_Text section:_
-----

While an extensive statistic-and-skill system provides you with a tremendous number of ways to customize Henry as he explores 15th-century Bohemia, he's only as good as his collective experiences. So if you want to get better at firing a bow, you need to practice at the archery range or head into the forest and shoot wild game like rabbits. Want to buff your skills with a sword or mace? You need to head to the training yard or into the countryside to look for bandits and enemy soldiers.
With that said, you still level up, track four primary stats, and follow 17 skills that impact specific activities. Dozens of selectable perks attached to the individual skill categories afford even greater fine-tuning, in that you can pick all sorts of personality traits that govern everything from how much beer you can drink to how well you can stay on a horse, to improving charisma and speech through the power of literacy. There are no shortage of options when it comes to turning Henry into a wannabe noble and a scholar (or a thug and a thief).
Combat and movement controls also run true to the focus on realism. Instead of instantly turning into a warrior when you whip out a sword for the first time, Henry is a klutz at the start. You throw punches or swing a weapon with mouse or analog stick motions to dictate an attack trajectory. Ranged battles are similarly tough, due to a lack of a targeting reticle for your bow. Increasing stats and skills allow your combat abilities to gradually improve over time, but it doesn't seem that you can get anywhere close to the effortless abilities typically displayed in RPGs. Other actions such as riding a horse and picking locks can also be overly finickly. Yet as much as such activities can result in frustration (especially at the start of the game), the rigorous control scheme underlines the central theme that adventuring is not supposed to be easy for a village peasant with no experience of the wider world.
Progress is saved automatically after you sleep and at certain moments of play, but you can’t just sleep anywhere and saves aren’t made regularly enough during quests. And since you can get killed so easily here, you always feel at risk of losing time and momentum.
As a result, fighting has a steep learning curve. But it is one well worth scaling. Every battle in the game is nerve-wracking. The cold fact that you are not a majestic fantasy warrior means that you can be killed at any time. Taking on more than one opponent is incredibly risky, and engaging with three or more is simply futile. Armor adds a layer of tactical complexity, too. The game features a thorough suite of medieval armor and clothing options ranging from padded shirts to plate, but wearing it weighs you down and can block your vision (put on a full helmet and you see the world through a slit). Battling foes in armor also presents its own challenges. Take on a fully equipped enemy and you need to either target their openings with arrows, or switch to blunt weapons better at bashing metal-covered heads and shoulders than anything with an edge.

-----

_Given instruction:_ In the text about Henry's adventures, how many skills does the game track? You won't need the items that come next.

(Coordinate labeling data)
-----

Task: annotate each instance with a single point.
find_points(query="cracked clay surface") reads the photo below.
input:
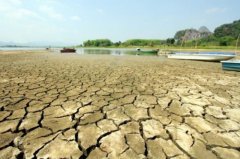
(97, 106)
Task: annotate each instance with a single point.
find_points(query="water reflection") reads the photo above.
(111, 51)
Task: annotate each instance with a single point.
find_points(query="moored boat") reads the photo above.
(232, 65)
(203, 56)
(144, 52)
(68, 50)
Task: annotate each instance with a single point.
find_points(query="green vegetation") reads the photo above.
(224, 36)
(98, 43)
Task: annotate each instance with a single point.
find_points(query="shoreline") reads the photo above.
(123, 106)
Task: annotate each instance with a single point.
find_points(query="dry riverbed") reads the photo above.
(88, 106)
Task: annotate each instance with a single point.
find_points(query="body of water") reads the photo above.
(82, 51)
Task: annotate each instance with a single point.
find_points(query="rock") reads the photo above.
(152, 128)
(200, 124)
(118, 116)
(131, 154)
(130, 127)
(9, 125)
(56, 124)
(88, 135)
(136, 113)
(227, 153)
(65, 149)
(97, 154)
(91, 118)
(9, 153)
(136, 142)
(7, 138)
(31, 121)
(155, 150)
(113, 148)
(145, 101)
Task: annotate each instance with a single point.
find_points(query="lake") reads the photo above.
(106, 51)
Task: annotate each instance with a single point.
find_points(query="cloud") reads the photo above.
(215, 10)
(75, 18)
(50, 12)
(23, 13)
(100, 11)
(13, 9)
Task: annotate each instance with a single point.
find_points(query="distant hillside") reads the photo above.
(192, 34)
(231, 30)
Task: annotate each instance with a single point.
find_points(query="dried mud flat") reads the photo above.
(75, 106)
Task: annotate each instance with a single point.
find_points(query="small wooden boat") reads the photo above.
(232, 65)
(152, 52)
(203, 56)
(143, 52)
(68, 50)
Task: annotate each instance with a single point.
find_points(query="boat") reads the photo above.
(68, 50)
(232, 65)
(155, 52)
(143, 52)
(202, 56)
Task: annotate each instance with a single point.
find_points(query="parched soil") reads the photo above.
(99, 106)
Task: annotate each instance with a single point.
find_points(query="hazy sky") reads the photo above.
(74, 21)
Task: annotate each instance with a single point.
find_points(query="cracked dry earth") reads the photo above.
(89, 106)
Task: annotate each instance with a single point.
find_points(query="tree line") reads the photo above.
(224, 35)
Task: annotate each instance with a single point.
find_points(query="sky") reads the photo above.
(74, 21)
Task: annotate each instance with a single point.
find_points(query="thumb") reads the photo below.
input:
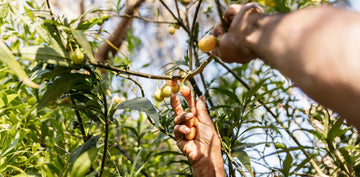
(202, 113)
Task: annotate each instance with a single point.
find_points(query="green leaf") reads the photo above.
(47, 54)
(230, 94)
(91, 143)
(9, 59)
(254, 89)
(141, 104)
(12, 145)
(244, 159)
(84, 43)
(335, 130)
(83, 163)
(60, 86)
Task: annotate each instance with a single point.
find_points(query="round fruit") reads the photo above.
(192, 134)
(171, 30)
(207, 43)
(192, 122)
(77, 56)
(64, 100)
(185, 91)
(175, 89)
(185, 2)
(166, 91)
(172, 83)
(119, 100)
(157, 95)
(182, 74)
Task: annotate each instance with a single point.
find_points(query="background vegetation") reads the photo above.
(98, 118)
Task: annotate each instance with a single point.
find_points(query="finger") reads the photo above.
(190, 99)
(218, 30)
(231, 12)
(203, 115)
(180, 131)
(176, 105)
(182, 118)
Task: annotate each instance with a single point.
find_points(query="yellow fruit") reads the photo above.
(64, 100)
(185, 91)
(185, 2)
(77, 56)
(171, 30)
(207, 43)
(166, 90)
(192, 122)
(175, 89)
(270, 3)
(192, 134)
(118, 99)
(157, 95)
(172, 83)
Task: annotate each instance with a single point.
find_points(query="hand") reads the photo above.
(233, 45)
(203, 152)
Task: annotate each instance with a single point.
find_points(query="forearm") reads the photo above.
(317, 48)
(212, 166)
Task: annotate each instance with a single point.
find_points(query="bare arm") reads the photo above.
(318, 48)
(203, 152)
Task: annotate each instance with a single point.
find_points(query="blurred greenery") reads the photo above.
(79, 115)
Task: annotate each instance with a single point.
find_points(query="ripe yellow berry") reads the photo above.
(171, 30)
(77, 56)
(185, 91)
(166, 90)
(64, 100)
(207, 43)
(157, 95)
(192, 134)
(175, 88)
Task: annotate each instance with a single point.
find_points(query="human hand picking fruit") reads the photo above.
(233, 43)
(205, 138)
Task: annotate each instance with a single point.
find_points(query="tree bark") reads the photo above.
(119, 33)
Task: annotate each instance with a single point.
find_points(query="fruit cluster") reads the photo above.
(166, 90)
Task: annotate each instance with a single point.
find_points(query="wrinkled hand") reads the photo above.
(206, 143)
(233, 46)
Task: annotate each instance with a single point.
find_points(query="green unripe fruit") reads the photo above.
(77, 56)
(166, 91)
(175, 89)
(157, 95)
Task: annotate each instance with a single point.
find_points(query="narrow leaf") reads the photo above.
(9, 59)
(244, 159)
(84, 43)
(141, 104)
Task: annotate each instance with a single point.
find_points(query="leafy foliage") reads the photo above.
(67, 119)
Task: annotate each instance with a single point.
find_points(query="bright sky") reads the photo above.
(355, 4)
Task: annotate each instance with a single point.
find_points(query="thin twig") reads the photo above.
(223, 23)
(106, 134)
(191, 43)
(80, 121)
(131, 159)
(150, 76)
(172, 14)
(146, 20)
(312, 162)
(133, 80)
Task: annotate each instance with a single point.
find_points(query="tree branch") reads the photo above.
(150, 76)
(119, 34)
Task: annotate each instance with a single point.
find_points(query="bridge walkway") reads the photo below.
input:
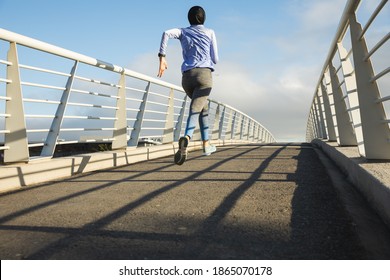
(243, 202)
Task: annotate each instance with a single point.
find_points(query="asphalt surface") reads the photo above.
(243, 202)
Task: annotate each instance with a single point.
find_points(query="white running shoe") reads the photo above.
(208, 150)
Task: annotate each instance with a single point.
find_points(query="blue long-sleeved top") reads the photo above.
(199, 46)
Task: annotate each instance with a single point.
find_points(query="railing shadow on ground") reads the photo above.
(244, 202)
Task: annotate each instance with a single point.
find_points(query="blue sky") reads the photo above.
(271, 52)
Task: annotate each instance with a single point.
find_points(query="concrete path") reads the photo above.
(243, 202)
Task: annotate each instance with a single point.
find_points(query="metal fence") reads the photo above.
(51, 96)
(351, 101)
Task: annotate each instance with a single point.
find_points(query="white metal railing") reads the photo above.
(351, 99)
(51, 96)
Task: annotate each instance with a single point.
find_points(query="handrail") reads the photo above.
(352, 111)
(73, 105)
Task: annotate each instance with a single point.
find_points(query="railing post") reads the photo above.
(52, 137)
(135, 134)
(215, 131)
(180, 119)
(120, 125)
(321, 115)
(228, 131)
(242, 127)
(376, 132)
(222, 124)
(232, 135)
(344, 124)
(168, 130)
(16, 139)
(328, 114)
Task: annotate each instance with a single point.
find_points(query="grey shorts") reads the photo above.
(197, 84)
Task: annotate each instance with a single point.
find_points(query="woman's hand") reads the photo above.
(163, 66)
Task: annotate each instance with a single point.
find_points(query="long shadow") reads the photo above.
(320, 225)
(207, 233)
(76, 194)
(96, 225)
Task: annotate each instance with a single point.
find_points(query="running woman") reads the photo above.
(200, 53)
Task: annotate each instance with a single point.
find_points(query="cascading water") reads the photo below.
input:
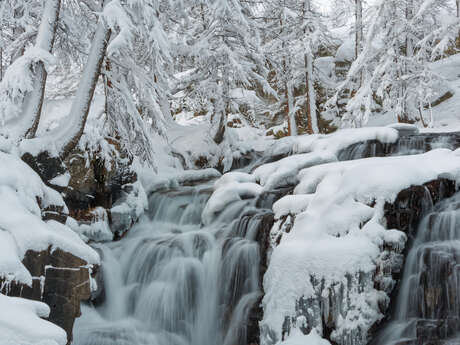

-----

_Answer to this task:_ It tracks 17 skills that affect specific activities.